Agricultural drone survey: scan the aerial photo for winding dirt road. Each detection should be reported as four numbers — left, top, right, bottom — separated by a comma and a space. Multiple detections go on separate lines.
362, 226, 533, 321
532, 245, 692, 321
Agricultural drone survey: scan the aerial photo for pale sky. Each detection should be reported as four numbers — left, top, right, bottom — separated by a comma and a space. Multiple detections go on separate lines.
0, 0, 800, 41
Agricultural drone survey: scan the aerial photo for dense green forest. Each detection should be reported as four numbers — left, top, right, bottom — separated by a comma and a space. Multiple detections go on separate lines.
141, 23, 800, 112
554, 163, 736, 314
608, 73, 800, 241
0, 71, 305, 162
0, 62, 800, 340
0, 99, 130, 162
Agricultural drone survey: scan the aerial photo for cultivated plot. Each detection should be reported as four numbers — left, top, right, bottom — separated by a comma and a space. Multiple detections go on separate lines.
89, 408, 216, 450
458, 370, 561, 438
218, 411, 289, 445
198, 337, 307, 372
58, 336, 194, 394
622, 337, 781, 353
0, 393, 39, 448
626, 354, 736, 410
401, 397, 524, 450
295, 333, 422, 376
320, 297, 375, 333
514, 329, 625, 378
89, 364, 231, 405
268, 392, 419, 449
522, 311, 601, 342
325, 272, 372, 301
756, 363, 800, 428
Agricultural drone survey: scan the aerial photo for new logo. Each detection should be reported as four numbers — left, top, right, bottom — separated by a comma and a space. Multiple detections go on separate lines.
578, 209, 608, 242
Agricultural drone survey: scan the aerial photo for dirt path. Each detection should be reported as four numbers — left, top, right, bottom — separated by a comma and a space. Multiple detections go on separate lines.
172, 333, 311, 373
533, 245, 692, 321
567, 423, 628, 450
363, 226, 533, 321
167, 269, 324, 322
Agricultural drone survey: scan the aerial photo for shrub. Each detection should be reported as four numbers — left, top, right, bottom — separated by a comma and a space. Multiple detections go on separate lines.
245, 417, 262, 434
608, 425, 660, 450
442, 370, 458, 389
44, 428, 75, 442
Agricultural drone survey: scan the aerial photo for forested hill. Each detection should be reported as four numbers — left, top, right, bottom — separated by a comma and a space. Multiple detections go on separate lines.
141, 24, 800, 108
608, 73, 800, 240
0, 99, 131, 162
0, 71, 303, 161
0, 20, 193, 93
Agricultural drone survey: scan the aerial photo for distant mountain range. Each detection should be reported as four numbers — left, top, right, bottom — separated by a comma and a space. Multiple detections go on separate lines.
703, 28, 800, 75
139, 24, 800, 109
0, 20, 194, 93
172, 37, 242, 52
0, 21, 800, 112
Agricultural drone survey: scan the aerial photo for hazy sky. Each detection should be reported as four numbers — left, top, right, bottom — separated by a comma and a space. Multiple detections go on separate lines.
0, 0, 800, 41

□ □ □ □

TO DO: Repeat the stretch of entries from the start through the line containing "532, 245, 692, 321", with both ends included.

CORRECT ANSWER:
Agricultural drone survey: scan the aerial photo for winding dirt road. Each detection should be reported as four numbers — left, top, right, bottom — separated by a comma and a space. Multiple detections go on separate lines.
362, 226, 533, 321
532, 245, 692, 321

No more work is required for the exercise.